Stored entries:
= = = =

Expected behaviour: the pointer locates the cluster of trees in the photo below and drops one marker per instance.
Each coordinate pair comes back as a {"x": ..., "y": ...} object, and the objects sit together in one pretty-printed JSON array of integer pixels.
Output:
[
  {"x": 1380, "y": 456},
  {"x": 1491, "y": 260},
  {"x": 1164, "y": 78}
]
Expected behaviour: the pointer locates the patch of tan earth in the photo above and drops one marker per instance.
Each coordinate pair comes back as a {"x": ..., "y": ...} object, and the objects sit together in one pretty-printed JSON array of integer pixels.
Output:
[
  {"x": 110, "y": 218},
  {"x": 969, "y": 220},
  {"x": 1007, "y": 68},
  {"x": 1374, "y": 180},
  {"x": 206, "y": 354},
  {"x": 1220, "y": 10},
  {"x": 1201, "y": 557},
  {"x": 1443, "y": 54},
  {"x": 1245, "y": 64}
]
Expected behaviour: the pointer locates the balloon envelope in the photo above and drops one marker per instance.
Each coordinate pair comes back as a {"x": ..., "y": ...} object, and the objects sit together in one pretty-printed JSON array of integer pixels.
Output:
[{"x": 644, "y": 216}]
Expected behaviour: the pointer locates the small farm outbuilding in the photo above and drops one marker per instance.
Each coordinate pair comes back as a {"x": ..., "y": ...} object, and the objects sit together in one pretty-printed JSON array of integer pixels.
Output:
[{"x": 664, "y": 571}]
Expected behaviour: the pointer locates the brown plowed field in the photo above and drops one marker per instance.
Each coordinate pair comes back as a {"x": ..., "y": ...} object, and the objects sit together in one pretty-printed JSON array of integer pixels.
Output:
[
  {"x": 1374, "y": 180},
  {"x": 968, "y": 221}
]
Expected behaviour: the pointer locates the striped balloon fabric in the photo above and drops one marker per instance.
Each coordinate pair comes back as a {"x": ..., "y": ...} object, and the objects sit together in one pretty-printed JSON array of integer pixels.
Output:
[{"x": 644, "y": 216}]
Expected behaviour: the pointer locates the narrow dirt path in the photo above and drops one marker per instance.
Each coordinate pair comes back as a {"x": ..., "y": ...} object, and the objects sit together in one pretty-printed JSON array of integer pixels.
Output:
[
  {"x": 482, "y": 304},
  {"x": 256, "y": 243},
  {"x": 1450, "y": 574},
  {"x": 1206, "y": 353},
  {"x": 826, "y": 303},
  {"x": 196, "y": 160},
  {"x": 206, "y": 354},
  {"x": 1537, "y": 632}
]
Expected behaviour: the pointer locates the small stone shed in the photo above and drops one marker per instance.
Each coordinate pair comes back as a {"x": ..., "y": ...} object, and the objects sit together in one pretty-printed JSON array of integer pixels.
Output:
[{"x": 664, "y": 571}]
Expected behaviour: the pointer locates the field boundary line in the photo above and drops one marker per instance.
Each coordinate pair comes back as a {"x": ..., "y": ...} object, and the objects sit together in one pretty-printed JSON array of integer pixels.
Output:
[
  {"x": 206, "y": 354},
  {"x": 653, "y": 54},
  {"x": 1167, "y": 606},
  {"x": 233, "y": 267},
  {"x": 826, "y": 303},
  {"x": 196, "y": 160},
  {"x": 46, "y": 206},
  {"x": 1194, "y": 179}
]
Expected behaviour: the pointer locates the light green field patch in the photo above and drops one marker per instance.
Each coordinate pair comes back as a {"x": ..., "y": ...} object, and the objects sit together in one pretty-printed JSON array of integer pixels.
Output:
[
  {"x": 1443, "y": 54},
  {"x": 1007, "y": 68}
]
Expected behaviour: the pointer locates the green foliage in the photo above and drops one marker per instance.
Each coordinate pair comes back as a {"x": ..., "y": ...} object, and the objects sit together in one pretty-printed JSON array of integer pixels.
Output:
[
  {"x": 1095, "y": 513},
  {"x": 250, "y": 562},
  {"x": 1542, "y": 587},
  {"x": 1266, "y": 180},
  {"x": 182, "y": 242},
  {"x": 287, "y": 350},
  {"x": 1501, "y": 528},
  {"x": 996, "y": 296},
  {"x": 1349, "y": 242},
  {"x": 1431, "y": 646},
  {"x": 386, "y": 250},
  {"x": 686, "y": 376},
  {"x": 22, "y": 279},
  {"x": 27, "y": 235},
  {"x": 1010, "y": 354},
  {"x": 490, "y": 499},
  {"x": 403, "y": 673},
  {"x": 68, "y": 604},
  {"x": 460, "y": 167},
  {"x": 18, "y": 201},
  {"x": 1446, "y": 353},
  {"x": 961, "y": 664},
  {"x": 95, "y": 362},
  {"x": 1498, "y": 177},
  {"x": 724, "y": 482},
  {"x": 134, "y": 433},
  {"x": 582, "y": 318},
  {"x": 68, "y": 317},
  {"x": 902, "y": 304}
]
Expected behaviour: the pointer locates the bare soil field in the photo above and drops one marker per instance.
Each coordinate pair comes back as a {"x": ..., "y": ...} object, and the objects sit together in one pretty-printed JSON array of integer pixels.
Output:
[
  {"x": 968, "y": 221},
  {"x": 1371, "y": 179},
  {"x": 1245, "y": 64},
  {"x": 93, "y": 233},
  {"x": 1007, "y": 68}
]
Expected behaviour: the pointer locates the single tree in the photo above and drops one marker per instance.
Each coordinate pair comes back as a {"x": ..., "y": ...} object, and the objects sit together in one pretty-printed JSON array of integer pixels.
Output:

= = = =

◆ **Do this**: Return all of the stored entries above verbatim, line for line.

◆ **Output below**:
Expected behaviour: the pointer locates the cluster of trees in the photo below and drops one marker per instance.
Each coordinate pair comes back as a {"x": ..., "y": ...} object, and the objects sit together in one pretty-printed JSON array of integer pixels.
Output:
[
  {"x": 1380, "y": 456},
  {"x": 1491, "y": 260},
  {"x": 1164, "y": 78}
]
Expected behaviour: the pointer locates the patch of tan earth in the photo above and drops one marker per instance.
Each coordinate pair comes back as a {"x": ..., "y": ...} object, and the objects sit together in one pretty-printed JSON array of integer pixels.
Output:
[
  {"x": 110, "y": 218},
  {"x": 969, "y": 220},
  {"x": 1007, "y": 68},
  {"x": 1374, "y": 180},
  {"x": 206, "y": 354},
  {"x": 1220, "y": 10},
  {"x": 1201, "y": 557},
  {"x": 1443, "y": 54},
  {"x": 1245, "y": 64}
]
Expected behaviour: the pointer locates the balloon envelope in the photo above and drops one marker per instance.
Each coordinate pair comes back as a {"x": ..., "y": ...} object, and the objects sit together in one pretty-printed JSON array of integer pixels.
Output:
[{"x": 644, "y": 216}]
Expected behaviour: the pointer locates the small farm outbuilding in the photo above and drops one marker per instance.
Each coordinate pair comes back as a {"x": ..., "y": ...} object, and the objects sit together in one pretty-printed JSON array of integer pixels.
Output:
[{"x": 664, "y": 571}]
Expected behaviour: the pointer locates the brown plowed field in the photo above and drops one marker per instance.
Each coordinate pair comes back as a {"x": ..., "y": ...} object, and the objects sit together in one pretty-printed JSON array of integer pixels.
Output:
[
  {"x": 1374, "y": 180},
  {"x": 968, "y": 221}
]
Expected behaviour: the pointer locates the striped balloon fabric in the photo above and drops one marker per instance.
Each coordinate pair comes back as a {"x": ..., "y": ...} object, and the objects sit together in one pretty-printed JSON array of integer pixels.
Output:
[{"x": 644, "y": 216}]
Expected behaviour: the pointer locates the narrow dirt path in the photo above and drops one marker per instance.
Each coordinate pair comes back as a {"x": ..., "y": ...} object, and the objects sit together in one pretty-printed JSON array of integer pixels.
Output:
[
  {"x": 482, "y": 304},
  {"x": 256, "y": 243},
  {"x": 1450, "y": 574},
  {"x": 1206, "y": 353},
  {"x": 826, "y": 303},
  {"x": 196, "y": 160},
  {"x": 206, "y": 354},
  {"x": 1537, "y": 632}
]
Expected behaviour: the pointer locates the small stone shed in the photo above and drops one marker per instance.
Each coordinate pair comes back as a {"x": ..., "y": ...} object, and the objects sit together in one pretty-printed JSON array of integer pixels.
Output:
[{"x": 664, "y": 571}]
Expected behaviour: the pointer locates the field boundary line in the photo above and drops one marker per instance.
Each coordinate pair comes back as a {"x": ..., "y": ...} object, and the objects sit together in one pretty-printed JSON array of integer pixels.
Output:
[
  {"x": 206, "y": 354},
  {"x": 653, "y": 54},
  {"x": 1167, "y": 606},
  {"x": 233, "y": 267},
  {"x": 826, "y": 303},
  {"x": 196, "y": 160},
  {"x": 46, "y": 206},
  {"x": 1194, "y": 179}
]
Expected behaviour: the pointer locates the light green field patch in the photo above and drops one marker per instance.
Each coordinate pair comes back as a {"x": ..., "y": ...} object, and the objects sit together in one pretty-printed JSON array of integer pixels.
Output:
[
  {"x": 1443, "y": 54},
  {"x": 1007, "y": 68}
]
Expected behaviour: the pointer locates the green foliage in the photo above and drops one marker per instance.
Each coordinate pair comes back as a {"x": ..., "y": ...} object, and the objects sit together in one pretty-printed JSON array of integer pixels.
Output:
[
  {"x": 1095, "y": 513},
  {"x": 250, "y": 562},
  {"x": 1542, "y": 587},
  {"x": 1266, "y": 180},
  {"x": 182, "y": 242},
  {"x": 287, "y": 350},
  {"x": 1501, "y": 528},
  {"x": 996, "y": 296},
  {"x": 1349, "y": 242},
  {"x": 1431, "y": 646},
  {"x": 386, "y": 250},
  {"x": 686, "y": 376},
  {"x": 22, "y": 279},
  {"x": 27, "y": 235},
  {"x": 1010, "y": 354},
  {"x": 490, "y": 499},
  {"x": 403, "y": 673},
  {"x": 68, "y": 604},
  {"x": 460, "y": 167},
  {"x": 18, "y": 201},
  {"x": 1446, "y": 353},
  {"x": 961, "y": 664},
  {"x": 95, "y": 362},
  {"x": 1498, "y": 177},
  {"x": 724, "y": 482},
  {"x": 134, "y": 433},
  {"x": 582, "y": 318},
  {"x": 68, "y": 317},
  {"x": 902, "y": 304}
]
Expected behaviour: the pointer locates the bare soil field in the photo above and drops one marker per instance.
Each coordinate pair comes back as a {"x": ..., "y": ...} object, and the objects sit together in one pretty-printed JSON array of integer pixels.
Output:
[
  {"x": 968, "y": 221},
  {"x": 1371, "y": 179},
  {"x": 1245, "y": 64},
  {"x": 93, "y": 233},
  {"x": 1007, "y": 68}
]
Expected behaviour: the pointer locates the single tree in the photo above and drops one marker per instance.
Each coordinate pair comes back as a {"x": ..., "y": ...} object, and the objects sit together in one pretty-printed JSON array of integer pixels.
Output:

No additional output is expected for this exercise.